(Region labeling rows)
────────────────
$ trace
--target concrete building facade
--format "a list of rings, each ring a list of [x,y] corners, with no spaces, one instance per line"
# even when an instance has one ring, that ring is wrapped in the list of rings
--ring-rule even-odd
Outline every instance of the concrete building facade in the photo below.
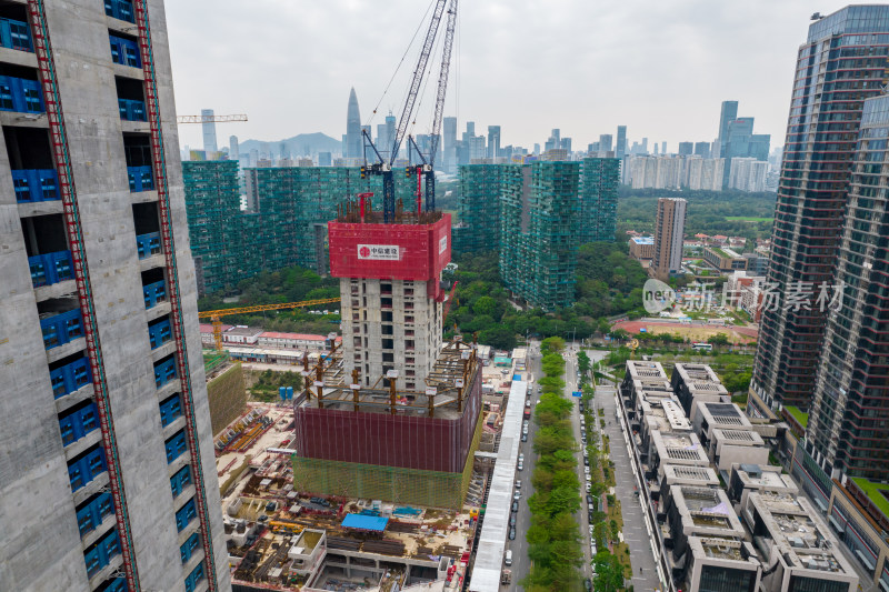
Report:
[[[0,589],[230,590],[163,2],[0,11]]]

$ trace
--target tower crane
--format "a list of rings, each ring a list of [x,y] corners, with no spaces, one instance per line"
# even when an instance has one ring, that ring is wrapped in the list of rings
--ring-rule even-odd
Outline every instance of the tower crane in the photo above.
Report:
[[[436,150],[438,149],[438,136],[441,131],[441,119],[444,111],[444,94],[448,88],[448,72],[450,71],[451,48],[453,47],[453,32],[457,24],[457,1],[458,0],[450,0],[450,8],[448,9],[448,22],[444,32],[441,70],[439,72],[438,92],[436,94],[436,111],[432,121],[432,148],[429,151],[428,160],[423,158],[419,147],[417,147],[417,142],[413,141],[413,138],[408,136],[409,147],[412,144],[417,153],[420,154],[421,163],[413,170],[411,169],[411,167],[408,167],[406,172],[408,177],[414,173],[418,175],[418,178],[420,175],[424,177],[427,212],[433,211],[436,209],[436,194],[434,194],[436,180],[432,167],[434,165],[434,154]],[[361,178],[364,178],[366,174],[368,173],[378,174],[382,177],[383,222],[387,224],[394,221],[394,212],[396,212],[396,187],[394,187],[394,178],[392,175],[392,165],[394,164],[394,161],[398,158],[398,152],[399,149],[401,148],[401,142],[404,141],[404,137],[408,131],[408,126],[411,122],[413,108],[417,103],[417,98],[419,96],[420,88],[422,87],[423,79],[426,78],[427,68],[429,66],[429,57],[436,43],[436,37],[438,36],[438,29],[439,24],[441,23],[441,17],[444,13],[446,4],[448,4],[448,0],[436,1],[436,7],[434,10],[432,11],[432,19],[429,22],[429,29],[426,32],[426,39],[423,40],[422,49],[420,50],[420,57],[417,61],[417,67],[413,70],[413,77],[411,79],[408,97],[404,100],[403,108],[401,109],[401,118],[398,120],[398,128],[396,129],[396,136],[392,141],[391,150],[389,151],[388,160],[383,159],[380,155],[379,150],[377,150],[377,147],[373,144],[373,140],[370,138],[370,133],[368,133],[367,130],[361,131],[361,134],[363,136],[364,140],[364,165],[361,168]],[[373,154],[377,158],[377,162],[373,162],[370,165],[367,164],[368,147],[373,151]],[[419,179],[418,179],[418,201],[419,199],[420,195],[419,195]]]
[[[241,307],[238,309],[207,310],[198,313],[198,319],[210,319],[213,323],[213,343],[217,351],[222,351],[222,321],[220,318],[230,314],[244,314],[247,312],[263,312],[267,310],[287,310],[300,307],[314,307],[317,304],[330,304],[339,302],[339,298],[322,298],[318,300],[303,300],[301,302],[286,302],[282,304],[258,304],[256,307]]]

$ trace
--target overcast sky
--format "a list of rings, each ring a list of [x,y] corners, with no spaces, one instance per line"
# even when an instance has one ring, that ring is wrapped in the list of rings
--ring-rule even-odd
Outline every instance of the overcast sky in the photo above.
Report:
[[[583,149],[628,126],[628,139],[711,141],[719,103],[740,101],[757,133],[783,143],[797,49],[811,0],[463,0],[444,116],[459,130],[502,127],[501,146],[542,144],[552,128]],[[177,112],[247,113],[217,127],[220,148],[346,132],[354,87],[362,123],[400,111],[418,42],[383,91],[428,0],[170,0]],[[440,36],[443,36],[443,27]],[[420,33],[420,37],[422,33]],[[417,133],[431,127],[433,81]],[[380,112],[371,120],[372,110]],[[201,146],[200,126],[180,142]],[[651,143],[649,143],[651,147]]]

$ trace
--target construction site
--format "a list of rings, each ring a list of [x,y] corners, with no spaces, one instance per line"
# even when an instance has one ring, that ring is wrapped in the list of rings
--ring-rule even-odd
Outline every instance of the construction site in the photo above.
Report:
[[[352,389],[337,348],[292,400],[247,403],[214,441],[234,589],[460,590],[521,371],[489,352],[444,344],[432,394]]]

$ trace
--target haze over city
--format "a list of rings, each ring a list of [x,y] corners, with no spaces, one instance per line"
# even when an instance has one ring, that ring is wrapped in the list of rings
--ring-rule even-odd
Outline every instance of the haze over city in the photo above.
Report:
[[[356,88],[361,122],[382,122],[403,99],[417,43],[382,97],[428,6],[392,2],[169,2],[177,112],[247,113],[220,137],[278,140],[344,133]],[[628,137],[712,141],[719,104],[738,100],[760,133],[781,146],[797,49],[809,17],[830,7],[806,0],[712,2],[486,1],[460,6],[446,116],[530,148],[552,128],[587,146],[628,126]],[[438,71],[438,59],[433,62]],[[422,103],[431,109],[431,84]],[[458,101],[459,98],[459,101]],[[416,132],[429,117],[421,117]],[[376,129],[376,128],[374,128]],[[200,129],[180,127],[200,146]]]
────────────────
▶ WHAT IS REQUIRED: Can you copy every row above word for word, omitting the pictures?

▶ SOLUTION TO THIS TASK:
$ trace
--target concrete building facade
--format "a list of rings, each ring a list of [x,y] corners, with no spaces, one instance per line"
# even when an instance has one ring, that ring is wrapped in the list of rings
--ring-rule even-odd
Outline every instance of the concrete building facade in the photo below.
Report:
[[[0,589],[230,590],[163,2],[0,11]]]

$ trace
--target tower crane
--format "a list of rings, each ring a list of [x,y] corners, with no spaces, one instance per line"
# even when an instance has one ring, that ring is wrapped in the list of rings
--ring-rule even-odd
Outline every instance of the tower crane in the photo above.
Report:
[[[436,150],[438,149],[438,136],[441,131],[441,119],[444,111],[444,94],[448,88],[448,72],[450,71],[451,48],[453,47],[453,32],[457,24],[457,1],[458,0],[450,0],[450,8],[448,9],[448,22],[444,32],[441,70],[439,72],[438,92],[436,94],[436,111],[432,121],[432,148],[429,151],[428,160],[423,158],[419,147],[417,147],[417,142],[413,141],[413,138],[408,136],[409,147],[412,144],[417,153],[420,154],[421,163],[413,170],[411,169],[411,167],[408,167],[406,172],[408,177],[414,173],[418,175],[418,178],[420,175],[424,177],[427,212],[433,211],[436,209],[436,194],[434,194],[436,180],[432,167],[434,165],[434,154]],[[361,178],[364,178],[366,174],[368,173],[378,174],[382,177],[383,222],[387,224],[394,221],[394,212],[396,212],[396,187],[394,187],[394,178],[392,175],[392,165],[394,164],[394,161],[398,158],[398,152],[399,149],[401,148],[401,142],[404,141],[404,137],[408,131],[408,126],[411,122],[413,108],[417,103],[417,98],[419,96],[420,88],[422,87],[423,79],[426,78],[427,68],[429,66],[429,57],[436,43],[436,37],[438,36],[438,29],[439,24],[441,23],[441,17],[444,13],[446,4],[448,4],[448,0],[436,1],[436,7],[434,10],[432,11],[432,19],[429,22],[429,29],[426,32],[426,39],[423,40],[422,49],[420,50],[420,57],[417,61],[417,67],[413,70],[413,77],[411,79],[408,97],[404,100],[403,108],[401,109],[401,118],[398,120],[398,128],[396,129],[396,136],[392,141],[391,150],[389,151],[388,160],[383,159],[380,155],[379,150],[377,150],[377,147],[373,144],[373,140],[370,138],[370,133],[368,133],[367,130],[361,131],[361,134],[363,136],[364,140],[364,165],[361,168]],[[373,154],[377,158],[377,162],[373,162],[370,165],[367,164],[368,147],[373,151]],[[419,179],[418,179],[418,201],[419,199],[420,195],[419,195]]]
[[[241,307],[238,309],[207,310],[198,313],[198,319],[210,319],[213,323],[213,343],[217,351],[222,351],[222,321],[220,318],[230,314],[244,314],[247,312],[263,312],[267,310],[287,310],[300,307],[314,307],[317,304],[330,304],[339,302],[339,298],[322,298],[318,300],[303,300],[301,302],[286,302],[282,304],[258,304],[256,307]]]

$ trace
--target overcast sky
--format "a list of rings, each ring a list of [x,y] corners, with no spaces, one instance per line"
# even when an instance has one ring, that ring is wrapped in the list of rings
--ring-rule even-odd
Outline every instance of the overcast sky in the photo above.
Report:
[[[583,149],[628,126],[628,139],[711,141],[719,103],[740,101],[757,133],[783,143],[797,49],[811,0],[463,0],[444,116],[459,130],[502,127],[501,146],[542,144],[552,128]],[[177,112],[247,113],[217,127],[220,148],[346,132],[354,87],[362,123],[400,111],[418,42],[383,91],[428,0],[170,0]],[[440,36],[443,36],[443,27]],[[420,33],[420,37],[422,33]],[[417,133],[431,127],[433,81]],[[380,112],[371,120],[372,110]],[[201,146],[200,126],[180,142]],[[651,143],[649,143],[651,147]]]

$ trace
--target construction site
--format "a list of rings, each ring a list of [x,y] corners, with no spaces, one instance per line"
# even when an instance has one ring, that ring is wrapped in the list of rings
--ring-rule even-odd
Outline every instance of the construction site in the photo above.
Report:
[[[352,389],[337,348],[292,400],[247,403],[214,441],[234,589],[460,590],[521,371],[489,352],[444,344],[432,394]]]

$ trace
--target haze over city
--format "a list of rings, each ring a list of [x,y] corners, with no spaces, one instance per line"
# even when an instance has one ring, that ring is wrapped in the list of rings
--ring-rule even-odd
Outline every instance of the haze over city in the photo above.
Report:
[[[356,88],[361,122],[382,122],[403,99],[417,43],[382,97],[428,6],[392,2],[169,2],[177,112],[247,113],[220,137],[278,140],[344,133]],[[628,137],[712,141],[719,104],[738,100],[760,133],[781,146],[797,49],[809,17],[830,7],[806,0],[712,2],[486,1],[460,6],[446,116],[530,148],[552,128],[587,146],[628,126]],[[438,71],[438,59],[433,62]],[[422,103],[431,109],[431,84]],[[458,101],[459,98],[459,101]],[[416,132],[429,117],[421,117]],[[376,129],[376,128],[374,128]],[[200,129],[180,127],[200,146]]]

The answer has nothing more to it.